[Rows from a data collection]
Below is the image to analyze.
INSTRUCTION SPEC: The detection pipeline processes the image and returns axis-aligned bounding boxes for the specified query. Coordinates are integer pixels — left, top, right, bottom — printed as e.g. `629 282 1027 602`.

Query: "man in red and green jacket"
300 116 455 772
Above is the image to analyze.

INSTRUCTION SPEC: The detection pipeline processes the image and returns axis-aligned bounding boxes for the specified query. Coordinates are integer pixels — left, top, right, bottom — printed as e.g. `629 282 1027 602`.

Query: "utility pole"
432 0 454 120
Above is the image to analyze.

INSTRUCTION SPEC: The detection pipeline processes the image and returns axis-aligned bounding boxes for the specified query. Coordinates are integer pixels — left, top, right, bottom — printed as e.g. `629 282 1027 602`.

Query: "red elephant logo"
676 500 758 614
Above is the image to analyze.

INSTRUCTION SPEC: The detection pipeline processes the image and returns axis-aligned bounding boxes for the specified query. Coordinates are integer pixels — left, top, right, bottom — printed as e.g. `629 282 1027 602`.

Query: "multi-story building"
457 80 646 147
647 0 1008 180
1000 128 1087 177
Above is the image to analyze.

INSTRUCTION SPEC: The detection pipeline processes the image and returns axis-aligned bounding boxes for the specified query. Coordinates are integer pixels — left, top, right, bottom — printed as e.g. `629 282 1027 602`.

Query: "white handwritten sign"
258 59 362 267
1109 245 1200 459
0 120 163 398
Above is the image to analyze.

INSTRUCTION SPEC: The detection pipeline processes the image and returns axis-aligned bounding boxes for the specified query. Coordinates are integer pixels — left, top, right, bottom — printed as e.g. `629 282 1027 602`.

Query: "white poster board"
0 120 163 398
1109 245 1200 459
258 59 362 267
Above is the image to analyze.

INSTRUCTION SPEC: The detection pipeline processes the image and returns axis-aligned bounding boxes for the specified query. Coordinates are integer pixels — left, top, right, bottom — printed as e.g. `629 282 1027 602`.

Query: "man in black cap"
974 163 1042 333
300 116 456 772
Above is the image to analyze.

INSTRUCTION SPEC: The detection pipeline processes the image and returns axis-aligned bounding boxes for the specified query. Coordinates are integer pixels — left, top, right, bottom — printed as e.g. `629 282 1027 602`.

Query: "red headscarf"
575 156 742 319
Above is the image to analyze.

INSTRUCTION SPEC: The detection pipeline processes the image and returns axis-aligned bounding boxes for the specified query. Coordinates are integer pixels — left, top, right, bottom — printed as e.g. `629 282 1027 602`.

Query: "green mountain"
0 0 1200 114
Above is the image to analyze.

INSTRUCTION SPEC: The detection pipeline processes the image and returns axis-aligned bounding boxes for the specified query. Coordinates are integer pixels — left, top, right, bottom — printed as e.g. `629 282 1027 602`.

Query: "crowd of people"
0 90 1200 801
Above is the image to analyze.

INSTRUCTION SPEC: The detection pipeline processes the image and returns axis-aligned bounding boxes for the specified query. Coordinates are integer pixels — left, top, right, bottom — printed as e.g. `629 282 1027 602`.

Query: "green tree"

> Exercise
Reproduce every row above word for word, leaving nothing out and changing nothing.

> Response to the task
Below is the image to analyze.
INSTRUCTION SPEC: The detection pipeline processes the image and returns axis-aligned bounding boxes for the specified query. Coordinates are integer pixels — left, top, right, bottom — printed as e.g. `629 282 1027 602`.

Query: "man in red and green jacket"
300 116 455 772
Above is the image to analyze.

INSTRUCTION SPEC: The detection pipeline processes the image and returns axis-aligned bounding boxes for the specified query. Coordinates are integer pixels — left, top, right, bottom — printed as e.g. `629 282 1027 602`.

Query: "utility pole"
432 0 454 120
Above is the image to analyze.

INSTRUCTION SPEC: The detection pipeline processes the image and returns axis-aligned bounding boxes for the specified query. Coordinates are integer pixels — left, top, right, bottom — printed as e.g. `629 282 1027 602`.

Query: "red elephant logo"
676 500 758 614
Above is the image to analyze.

INSTRUCTION SPEC: The detection pipeline processes the image and returns axis-aligned bounding boxes for the specified query. Coordinates are integer pixels — left, top, right, bottom — printed as e.g. `629 282 1027 602`.

Query: "multi-story building"
457 80 646 147
647 0 1008 180
1000 128 1087 177
Above is the image to analyze.

INSTRUCTION SPEC: The detection pipeline processes the image and returns axis-aligned bounding boxes for the specified query. Coordinates are integer pixels — left, top, right, bottom — printed as e.g. `629 282 1027 602`.

Query: "white handwritten sign"
258 59 362 267
1109 245 1200 459
0 120 163 398
Above is the image to analyze.

INSTRUCTION SPEC: The detection pipeline processes the image and returns axis-aligned bounding boxes for the specified query. Coordinates are integer pixels — left, top, right, bottom — printed as e.g. `629 282 1027 602`.

Query: "white poster board"
0 120 163 398
1109 245 1200 459
258 59 362 267
Above is the image to analyze.

INSTRUCTION SPEC: The detection pipeline processes the image and returns axis-aligned bounding boxes for the specified query. Coordinates are integer pixels — left, top, right, bottom — printed as e.g. `629 282 1027 602`.

Query: "man in black cap"
974 163 1042 333
300 116 456 772
Above is the image to analyze.

INSTRUCTION SPEC: The detection pipeline processes the image and returns axis-aligned bounding boxes for the specified query. Coordinates are integer pixels — left, top, right, bottom — printed as e.g. `629 282 1027 602`.

Query: "red headscarf"
575 156 742 319
Above is the image to analyze.

INSTRUCTION SPEC: The detection pipeline processes the image and returns axis-aligned bounding boxes for the specified query. Coordinates are integer pixels — left, top, right, bottom — printed as e.g. `629 282 1027 602`.

Query: "green mountain"
0 0 1200 114
Above is the image to analyze.

INSTRUCTION SPEC: The detection pipeline processes the image and returns axis-aligned bounding boxes for the specified query. Coordinates are integer pixels — left, top, right, bottom — printed as e.g. `629 282 1027 602`.

Query: "crowd of people"
0 90 1200 801
Above is the image to analyze.

INSTRUCTION SPEC: The detection pipeline processes the image and returns axis-aligned bounding boxes for the specified query. Coordinates are integer pixels — left, top, right, bottom — printed as e.g. `629 282 1027 602`.

Query: "green tree"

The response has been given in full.